**TO DO:** Reproduce the lines below exactly, starting at the one containing "Objective — one point per instance of the long" and stopping at the final line.

(Collected data)
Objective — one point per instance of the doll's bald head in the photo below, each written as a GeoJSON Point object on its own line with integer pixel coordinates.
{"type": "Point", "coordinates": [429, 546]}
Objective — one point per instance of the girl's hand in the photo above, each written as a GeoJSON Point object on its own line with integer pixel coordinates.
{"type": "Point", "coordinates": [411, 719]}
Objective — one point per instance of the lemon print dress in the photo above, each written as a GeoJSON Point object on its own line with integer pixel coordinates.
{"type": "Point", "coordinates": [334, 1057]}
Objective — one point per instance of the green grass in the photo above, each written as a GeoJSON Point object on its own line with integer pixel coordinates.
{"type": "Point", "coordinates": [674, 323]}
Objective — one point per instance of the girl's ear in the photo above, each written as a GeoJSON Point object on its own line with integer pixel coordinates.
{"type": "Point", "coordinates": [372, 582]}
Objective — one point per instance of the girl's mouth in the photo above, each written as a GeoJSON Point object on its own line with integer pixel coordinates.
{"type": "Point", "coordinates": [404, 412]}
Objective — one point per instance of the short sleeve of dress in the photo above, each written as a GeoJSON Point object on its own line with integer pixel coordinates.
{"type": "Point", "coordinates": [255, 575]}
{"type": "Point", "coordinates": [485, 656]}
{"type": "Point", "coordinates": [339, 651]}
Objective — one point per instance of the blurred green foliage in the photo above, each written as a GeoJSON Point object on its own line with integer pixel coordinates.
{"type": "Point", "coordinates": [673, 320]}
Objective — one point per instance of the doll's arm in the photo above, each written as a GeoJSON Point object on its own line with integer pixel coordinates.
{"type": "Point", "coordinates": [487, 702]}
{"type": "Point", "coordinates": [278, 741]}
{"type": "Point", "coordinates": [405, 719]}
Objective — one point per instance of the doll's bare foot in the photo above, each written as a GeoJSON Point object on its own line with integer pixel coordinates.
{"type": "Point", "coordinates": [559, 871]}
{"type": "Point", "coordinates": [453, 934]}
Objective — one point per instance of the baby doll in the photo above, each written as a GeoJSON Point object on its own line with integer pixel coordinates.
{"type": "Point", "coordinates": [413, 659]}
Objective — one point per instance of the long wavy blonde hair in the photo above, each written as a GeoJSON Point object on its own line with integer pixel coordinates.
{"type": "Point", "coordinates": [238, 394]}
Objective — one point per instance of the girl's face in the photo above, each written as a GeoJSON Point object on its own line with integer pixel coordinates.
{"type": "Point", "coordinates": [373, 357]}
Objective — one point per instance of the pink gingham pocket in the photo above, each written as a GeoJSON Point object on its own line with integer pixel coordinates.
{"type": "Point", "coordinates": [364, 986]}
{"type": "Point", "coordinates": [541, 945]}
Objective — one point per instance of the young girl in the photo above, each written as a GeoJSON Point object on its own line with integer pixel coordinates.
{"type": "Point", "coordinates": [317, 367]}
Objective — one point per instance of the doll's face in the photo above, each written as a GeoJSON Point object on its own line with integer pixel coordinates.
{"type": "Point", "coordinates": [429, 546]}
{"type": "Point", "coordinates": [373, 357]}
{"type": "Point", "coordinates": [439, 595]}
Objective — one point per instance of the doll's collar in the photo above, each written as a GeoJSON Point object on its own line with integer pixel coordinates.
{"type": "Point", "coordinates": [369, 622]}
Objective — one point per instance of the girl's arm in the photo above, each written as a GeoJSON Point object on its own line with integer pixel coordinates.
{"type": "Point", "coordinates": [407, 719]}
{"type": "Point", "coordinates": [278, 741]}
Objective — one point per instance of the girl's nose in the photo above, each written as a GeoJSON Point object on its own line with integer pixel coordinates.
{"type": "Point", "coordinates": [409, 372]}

**RESULT OF THE TASK:**
Objective — one point per instance of the long wavy blonde hair in the photo above, each written as a GeoJSON Point object on its own line with integer pixel coordinates.
{"type": "Point", "coordinates": [238, 394]}
Objective — one point per instance of the girl's face in the photo above, each written as a GeoJSON Point object on its own line with integer pixel coordinates.
{"type": "Point", "coordinates": [373, 357]}
Objective — one point per instance of the pink gingham pocket in the photo above, each written as a GeoJSON Point object on its own line with integer pixel coordinates.
{"type": "Point", "coordinates": [364, 986]}
{"type": "Point", "coordinates": [541, 945]}
Objective — one point per instance of the young girl in the photo above, each written as a GeoJSON Point object on its own line with integer pixel coordinates.
{"type": "Point", "coordinates": [317, 367]}
Objective — one point per instance of the doll's face in the photo above, each written as a GeoJSON Point object on its own line with integer pixel coordinates.
{"type": "Point", "coordinates": [429, 546]}
{"type": "Point", "coordinates": [373, 357]}
{"type": "Point", "coordinates": [439, 595]}
Objective — one point per instance of the doll's collar in the photo above, each written as a GeoJSON Point object on its own line with integer pixel coordinates.
{"type": "Point", "coordinates": [369, 622]}
Objective — one point per instance of the girl's arm in the photo above, each written as a GeoJSON Point object on its own line with integer pixel coordinates.
{"type": "Point", "coordinates": [407, 719]}
{"type": "Point", "coordinates": [278, 741]}
Objective — one point per instance of the girl's nose in the photo above, each written as a GeoJSON Point object on its own line with integer pixel coordinates.
{"type": "Point", "coordinates": [409, 372]}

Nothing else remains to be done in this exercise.